| REQUIREMENT |
The required answer is an exact copy of every entry underneath.

| INPUT |
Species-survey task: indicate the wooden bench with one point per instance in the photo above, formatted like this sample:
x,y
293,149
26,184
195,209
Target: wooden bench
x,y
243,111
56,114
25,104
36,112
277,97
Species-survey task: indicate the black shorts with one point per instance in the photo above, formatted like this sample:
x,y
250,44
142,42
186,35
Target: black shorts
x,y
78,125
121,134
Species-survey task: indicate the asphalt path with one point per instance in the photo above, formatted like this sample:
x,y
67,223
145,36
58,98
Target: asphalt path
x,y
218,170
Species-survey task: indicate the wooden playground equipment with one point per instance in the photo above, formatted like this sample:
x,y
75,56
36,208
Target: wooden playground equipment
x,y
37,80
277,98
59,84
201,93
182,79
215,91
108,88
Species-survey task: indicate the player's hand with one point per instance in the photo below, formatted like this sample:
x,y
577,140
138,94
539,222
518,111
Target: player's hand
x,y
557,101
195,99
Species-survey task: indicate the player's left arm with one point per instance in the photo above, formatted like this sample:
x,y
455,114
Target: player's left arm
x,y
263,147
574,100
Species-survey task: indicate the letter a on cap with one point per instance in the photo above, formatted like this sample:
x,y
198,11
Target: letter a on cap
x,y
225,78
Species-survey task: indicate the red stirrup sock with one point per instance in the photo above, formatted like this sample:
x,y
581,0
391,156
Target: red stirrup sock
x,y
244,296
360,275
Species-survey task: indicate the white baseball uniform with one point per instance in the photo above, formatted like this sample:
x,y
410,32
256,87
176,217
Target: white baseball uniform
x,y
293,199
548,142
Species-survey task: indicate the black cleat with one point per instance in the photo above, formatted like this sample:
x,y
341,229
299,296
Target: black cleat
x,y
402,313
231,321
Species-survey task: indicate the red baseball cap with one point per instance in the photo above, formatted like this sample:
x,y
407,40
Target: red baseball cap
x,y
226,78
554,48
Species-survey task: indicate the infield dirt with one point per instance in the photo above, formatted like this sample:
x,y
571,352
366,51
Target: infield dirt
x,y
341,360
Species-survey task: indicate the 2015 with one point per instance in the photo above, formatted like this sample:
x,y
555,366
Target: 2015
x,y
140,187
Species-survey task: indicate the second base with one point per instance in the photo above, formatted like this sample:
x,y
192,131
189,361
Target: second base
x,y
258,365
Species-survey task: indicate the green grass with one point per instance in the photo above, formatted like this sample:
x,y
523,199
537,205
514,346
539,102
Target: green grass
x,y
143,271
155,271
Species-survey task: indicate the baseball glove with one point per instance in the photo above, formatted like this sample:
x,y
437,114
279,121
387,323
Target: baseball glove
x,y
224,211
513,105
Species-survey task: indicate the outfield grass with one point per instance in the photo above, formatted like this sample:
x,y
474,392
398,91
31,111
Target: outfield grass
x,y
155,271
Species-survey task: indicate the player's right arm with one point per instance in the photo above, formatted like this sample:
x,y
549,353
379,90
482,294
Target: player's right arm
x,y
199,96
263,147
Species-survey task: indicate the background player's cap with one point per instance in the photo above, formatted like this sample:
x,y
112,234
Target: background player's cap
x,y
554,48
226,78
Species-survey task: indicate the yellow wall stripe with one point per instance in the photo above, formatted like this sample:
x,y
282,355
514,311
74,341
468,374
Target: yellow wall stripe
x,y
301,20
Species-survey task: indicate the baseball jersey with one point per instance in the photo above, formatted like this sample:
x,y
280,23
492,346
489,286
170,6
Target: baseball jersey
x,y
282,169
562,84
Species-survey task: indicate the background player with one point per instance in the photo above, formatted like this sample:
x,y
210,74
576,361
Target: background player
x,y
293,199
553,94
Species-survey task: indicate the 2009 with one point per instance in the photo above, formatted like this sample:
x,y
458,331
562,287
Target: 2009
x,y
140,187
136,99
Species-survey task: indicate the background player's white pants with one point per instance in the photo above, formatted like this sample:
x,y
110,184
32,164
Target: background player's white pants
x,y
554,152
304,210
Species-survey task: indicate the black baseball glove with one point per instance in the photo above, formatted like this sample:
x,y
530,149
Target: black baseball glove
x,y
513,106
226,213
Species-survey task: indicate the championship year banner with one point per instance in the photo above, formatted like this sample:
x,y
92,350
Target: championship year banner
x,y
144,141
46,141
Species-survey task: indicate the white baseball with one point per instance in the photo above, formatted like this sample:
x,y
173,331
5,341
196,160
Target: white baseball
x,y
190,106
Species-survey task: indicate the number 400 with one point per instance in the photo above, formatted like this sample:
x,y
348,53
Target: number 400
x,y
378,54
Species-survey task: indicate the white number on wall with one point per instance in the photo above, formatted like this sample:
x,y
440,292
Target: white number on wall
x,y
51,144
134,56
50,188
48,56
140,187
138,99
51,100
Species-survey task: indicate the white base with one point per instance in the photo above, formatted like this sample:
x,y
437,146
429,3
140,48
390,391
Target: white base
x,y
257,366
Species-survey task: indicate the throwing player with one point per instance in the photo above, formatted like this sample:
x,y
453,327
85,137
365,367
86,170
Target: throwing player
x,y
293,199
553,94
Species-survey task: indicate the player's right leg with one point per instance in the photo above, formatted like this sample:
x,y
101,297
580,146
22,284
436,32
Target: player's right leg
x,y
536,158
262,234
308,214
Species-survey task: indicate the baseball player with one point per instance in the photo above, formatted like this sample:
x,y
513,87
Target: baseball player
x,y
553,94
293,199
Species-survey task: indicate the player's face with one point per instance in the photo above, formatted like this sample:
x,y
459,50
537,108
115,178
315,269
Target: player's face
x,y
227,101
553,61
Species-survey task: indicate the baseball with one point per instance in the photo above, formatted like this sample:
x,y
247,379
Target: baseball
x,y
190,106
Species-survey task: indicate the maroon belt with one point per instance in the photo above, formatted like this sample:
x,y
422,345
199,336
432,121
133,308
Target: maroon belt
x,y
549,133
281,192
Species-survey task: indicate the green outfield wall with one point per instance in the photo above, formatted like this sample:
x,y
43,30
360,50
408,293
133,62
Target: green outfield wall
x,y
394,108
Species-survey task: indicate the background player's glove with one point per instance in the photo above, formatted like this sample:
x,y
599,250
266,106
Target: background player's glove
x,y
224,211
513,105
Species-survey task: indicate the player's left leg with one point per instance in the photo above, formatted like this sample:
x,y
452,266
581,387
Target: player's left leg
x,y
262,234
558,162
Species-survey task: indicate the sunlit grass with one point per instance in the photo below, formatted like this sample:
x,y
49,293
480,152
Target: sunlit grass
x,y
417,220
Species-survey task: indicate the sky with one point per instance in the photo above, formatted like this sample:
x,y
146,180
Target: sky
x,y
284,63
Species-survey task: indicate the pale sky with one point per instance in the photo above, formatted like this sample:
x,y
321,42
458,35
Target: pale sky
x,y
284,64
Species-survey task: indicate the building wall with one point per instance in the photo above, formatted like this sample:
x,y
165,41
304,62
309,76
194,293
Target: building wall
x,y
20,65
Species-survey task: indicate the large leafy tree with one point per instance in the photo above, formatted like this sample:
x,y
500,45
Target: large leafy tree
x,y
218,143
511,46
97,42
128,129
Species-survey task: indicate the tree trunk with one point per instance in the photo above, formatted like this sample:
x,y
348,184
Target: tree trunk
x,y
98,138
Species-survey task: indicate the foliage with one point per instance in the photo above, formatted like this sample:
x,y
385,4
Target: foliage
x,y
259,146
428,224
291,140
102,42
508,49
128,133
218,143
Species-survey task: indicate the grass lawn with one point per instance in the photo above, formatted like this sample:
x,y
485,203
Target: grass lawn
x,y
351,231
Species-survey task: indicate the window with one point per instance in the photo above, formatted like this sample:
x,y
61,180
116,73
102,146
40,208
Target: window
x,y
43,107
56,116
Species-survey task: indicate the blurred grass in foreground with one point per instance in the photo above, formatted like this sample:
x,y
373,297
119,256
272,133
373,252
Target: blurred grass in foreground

| THE ANSWER |
Species-survey task: indicate the wooden bench with one point per instance in the photo above, formatted like this sample:
x,y
293,149
26,184
195,209
Target: wooden bench
x,y
243,111
56,114
25,104
36,112
277,97
Species-survey task: indicate the black shorts with one point per instance in the photo above, formatted like this sample:
x,y
250,44
142,42
186,35
Target: black shorts
x,y
78,125
121,134
Species-survey task: indicate the asphalt path with one point per instance in the photo above, formatted like this sample:
x,y
67,223
145,36
58,98
Target: asphalt path
x,y
218,170
Species-survey task: indicate the wooden playground equipment with one point per instance in the photo above, formatted like this sample:
x,y
75,56
36,208
Target: wooden playground equipment
x,y
37,80
277,98
59,84
201,93
182,79
215,91
108,88
Species-survey task: indicate the player's hand with one point per instance in the photo below, formatted like this sample:
x,y
577,140
138,94
539,222
518,111
Target: player's hand
x,y
557,101
195,99
Species-survey task: indicate the player's left arm with one point per instance in the photo above, formatted like this sample:
x,y
455,114
Target: player's left arm
x,y
263,147
574,100
Species-survey task: indicate the letter a on cap with one point per instance in the photo above, formatted like this sample:
x,y
198,11
Target: letter a on cap
x,y
225,78
Species-survey task: indicate the red stirrup sock with one point per instance in the photo above, formatted like this sample:
x,y
581,0
391,156
Target: red stirrup sock
x,y
244,296
360,275
Species-survey task: indicate the white baseball uniform with one point per instance in the photo above, formatted like this sample:
x,y
410,32
256,87
176,217
Target: white baseball uniform
x,y
293,199
548,142
Species-survey task: indicate the black cleat with one point per instance in the photo above, formatted like this sample:
x,y
341,229
299,296
Target: black cleat
x,y
402,313
231,321
Species-survey task: indicate the red baseball cap with one point per instance in the photo above, formatted like this sample:
x,y
407,40
Target: red baseball cap
x,y
226,78
554,48
Species-survey task: indicate the infield dirt with one point per instance in the photo above, formatted like this sample:
x,y
571,352
366,51
Target: infield dirt
x,y
341,360
Species-survey task: indicate the 2015 with one point per instance in the photo above, formatted like this sample:
x,y
555,366
Target: 2015
x,y
140,187
Species-survey task: indicate the second base with one point per instance in the photo above, formatted like this sample:
x,y
192,131
189,361
Target: second base
x,y
258,365
Species-survey task: indicate the green grass with one point per instance in the photo above, formatted like this sample:
x,y
523,199
537,205
514,346
539,102
Target: green grass
x,y
143,271
155,271
Species-survey task: indicate the baseball glove with one point per instance in the photo above, formatted like this sample:
x,y
437,114
279,121
387,323
Target: baseball glove
x,y
224,211
513,105
Species-survey task: indicate the outfield grass with one point per instance in the photo above, formatted like this sample:
x,y
474,392
398,91
31,111
Target: outfield grass
x,y
155,271
Species-survey task: indicate the player's right arm with one point per instance in the photo above, formatted like this sample:
x,y
549,353
379,90
482,294
Target: player's right arm
x,y
199,96
263,147
Species-survey task: indicate the background player's cap with one point per instance in the photo above, formatted like this sample:
x,y
112,234
Target: background player's cap
x,y
554,48
226,78
Species-survey task: indicate the yellow wall stripe with one point per instance in the photo above, formatted like this sample:
x,y
282,355
514,311
74,341
468,374
Target: yellow wall stripe
x,y
301,20
Species-survey task: indicate the baseball jersey with one point per instance in the photo above, formatted like this sample:
x,y
280,23
492,346
489,286
170,6
Target: baseball jersey
x,y
282,169
562,84
Species-survey task: indicate the background player with one point per instance in the photo above, formatted like this sample:
x,y
210,74
576,361
Target: background player
x,y
293,199
553,94
Species-survey task: indicate the 2009 with one point per instance in the photo above, formatted like this sample:
x,y
458,331
562,287
Target: 2009
x,y
140,187
136,99
Species-survey task: indicate the background player's white pants with one point per instance in the photo above, formatted like this sample:
x,y
110,184
32,164
Target: background player's white pants
x,y
554,152
304,210
Species-survey task: indicate the black baseball glove with one point per instance in the photo above, formatted like this sample:
x,y
530,149
Target: black baseball glove
x,y
513,106
226,213
Species-survey task: indicate the championship year banner with one point per instance in the photo above, formatted like this sample:
x,y
92,350
Target: championship year banner
x,y
144,141
46,141
Species-survey task: indicate the white baseball with one point per instance in the photo above, formatted like this sample:
x,y
173,331
5,341
196,160
Target: white baseball
x,y
190,106
Species-survey task: indicate the number 400 with one point per instance in the photo above, formatted like this sample:
x,y
348,53
Target: number 400
x,y
378,54
Species-survey task: indicate the white number on wall with one point per instance in the photo above, formatted like this sample:
x,y
440,292
Target: white number on wall
x,y
51,144
134,56
50,188
48,56
140,187
138,99
51,100
Species-survey task: indicate the white base with one point per instance in the photo above, formatted like this sample:
x,y
437,146
429,3
140,48
390,391
Target: white base
x,y
257,366
Species-survey task: indicate the throwing player with one point per instance in the photo above, formatted like this sample:
x,y
453,327
85,137
365,367
86,170
Target: throwing player
x,y
293,199
553,94
Species-survey task: indicate the player's right leg with one point per instance in the photo above, formatted like this sample:
x,y
101,297
580,146
22,284
436,32
Target: player's right leg
x,y
536,158
262,234
308,214
Species-survey task: indicate the baseball player with one point per instance in the photo above, formatted like this sample:
x,y
513,87
Target: baseball player
x,y
553,94
293,199
Species-survey task: indicate the player's face with one point per instance in the photo above, formatted like this sample:
x,y
459,50
537,108
115,178
315,269
Target: player's face
x,y
227,101
553,61
Species-survey task: indicate the baseball with one point per instance in the photo above, formatted like this sample:
x,y
247,379
Target: baseball
x,y
190,106
Species-survey task: indicate the maroon belt with one point per instance in the photo above, formatted like this sample:
x,y
422,345
199,336
432,121
133,308
Target: maroon belt
x,y
549,133
281,192
Species-survey task: indicate the green outfield wall with one point per instance in the photo above, formatted like this sample:
x,y
43,30
360,50
408,293
133,62
Target: green outfield wall
x,y
394,108
Species-survey task: indicate the background player's glove with one point per instance in the photo above, formatted like this sample:
x,y
599,250
266,106
Target: background player's glove
x,y
224,211
513,105
Species-survey task: indicate the player's left leg with one point per instance in the photo above, formatted like this sample:
x,y
452,266
581,387
Target: player's left leg
x,y
262,234
558,162
Species-survey task: indicate the sunlit grass with one point per instance in the photo below, formatted like this sample:
x,y
49,293
480,152
Target: sunlit grass
x,y
417,220
Species-survey task: indicate the sky with one point per instance in the photo above, formatted like this sample:
x,y
146,180
Target: sky
x,y
284,63
Species-survey task: indicate the pale sky with one point per instance in the photo above, formatted like this sample:
x,y
321,42
458,35
Target: pale sky
x,y
284,64
Species-survey task: indicate the building wall with one point per instance in the photo above, formatted like this sample:
x,y
165,41
304,62
309,76
194,293
Target: building wall
x,y
20,65
Species-survey task: indicate the large leafy tree with one point per instance in the photo above, formatted like this sample:
x,y
500,45
Target: large leafy tree
x,y
218,143
511,46
97,42
128,129
Species-survey task: indicate the tree trunk with one point per instance in the photo above, formatted like this sample:
x,y
348,184
Target: tree trunk
x,y
98,138
Species-survey task: indicate the foliage with one point per instance in the photo above, formatted like this sample:
x,y
385,4
Target: foliage
x,y
259,146
428,224
291,140
102,42
508,49
128,133
218,143
Species-survey task: indicate the grass lawn with one point per instance in the photo above, formatted like this sample:
x,y
485,203
Target: grass lawn
x,y
351,231
Species-survey task: indicate the window with one point per instance in the photo above, formatted like this sample:
x,y
61,180
116,73
102,146
40,208
Target: window
x,y
43,107
56,116
Species-survey task: indicate the blurred grass in foreground with one point per instance in the photo above, formatted like this sample:
x,y
373,297
119,256
272,133
373,252
Target: blurred grass in foreground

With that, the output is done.